___ READING PASSAGE
My attacks have been less severe, over the last month I've had alot of things going on in my family and the past week I've been struggling to sleep, just when I feel like I'm about to doze off I feel like I stop breathing and I gasp for breath it's awful. I get really dizzy too as I feel I don't have enough oxygen getting to my head or something, my symptoms seem a little less harsh. I'm not really qualified to be handing out advice as I can't over come my own issues but I really do hope there's someone on here who can help you. 🌸
Thanks for the reply.and i know exactly what your talking about i do that sometimes when im trying to go to sleep.my sister does too.
Reading back over your post, again not so intense but I get blurry vision dizziness and lack of concentration on a daily basis, sometimes I get in a muddle with simple things and I feel really stupid because I'm fairly switched on and quite bright.
I never even considered it having anything to do with anxiety, shaking legs and pins and needles in my arms/hands are just all part and parcel, I also come out in a rash sometimes which is odd. I want to go speak to someone, a doctor even about these things but my anxiety is based more on nervousness and I'm petrified of the doctors so I'm kind of stuck because it takes me everything in my power to book an appointment and when I do I'll have panic attacks right up until my appointment. Daft isn't it? I'm actually scared of the people that are there to help me...🐦
1994smilelove. Yes indeed. I go through this. Anxiety is the worst. I have no one to really talk to. But here you can always find some help. Someone writes what you feel. We are not alone. I surely hope you feel better soon as so I wish for myself too.
______
___ PROVIDED MATERIAL
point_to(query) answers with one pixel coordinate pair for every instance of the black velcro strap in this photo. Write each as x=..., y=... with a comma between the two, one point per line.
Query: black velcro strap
______
• **TASK INSTRUCTIONS**
[1] In the anxiety forum thread, do the following statements agree with the text? Answer yes or no for each and quote the words that decide it. (a) The first writer says their attacks have become more severe. (b) One writer says they are frightened of doctors. (c) The last writer says they have plenty of people to talk to.
[2] Copy word for word the part of the anxiety forum thread from "I never even" up to and including "for myself too.".

• **ANSWER LIST**
[1]
(a) No: "My attacks have been less severe"
(b) Yes: "I'm petrified of the doctors"
(c) No: "I have no one to really talk to."

[2]
I never even considered it having anything to do with anxiety, shaking legs and pins and needles in my arms/hands are just all part and parcel, I also come out in a rash sometimes which is odd. I want to go speak to someone, a doctor even about these things but my anxiety is based more on nervousness and I'm petrified of the doctors so I'm kind of stuck because it takes me everything in my power to book an appointment and when I do I'll have panic attacks right up until my appointment. Daft isn't it? I'm actually scared of the people that are there to help me...🐦
1994smilelove. Yes indeed. I go through this. Anxiety is the worst. I have no one to really talk to. But here you can always find some help. Someone writes what you feel. We are not alone. I surely hope you feel better soon as so I wish for myself too.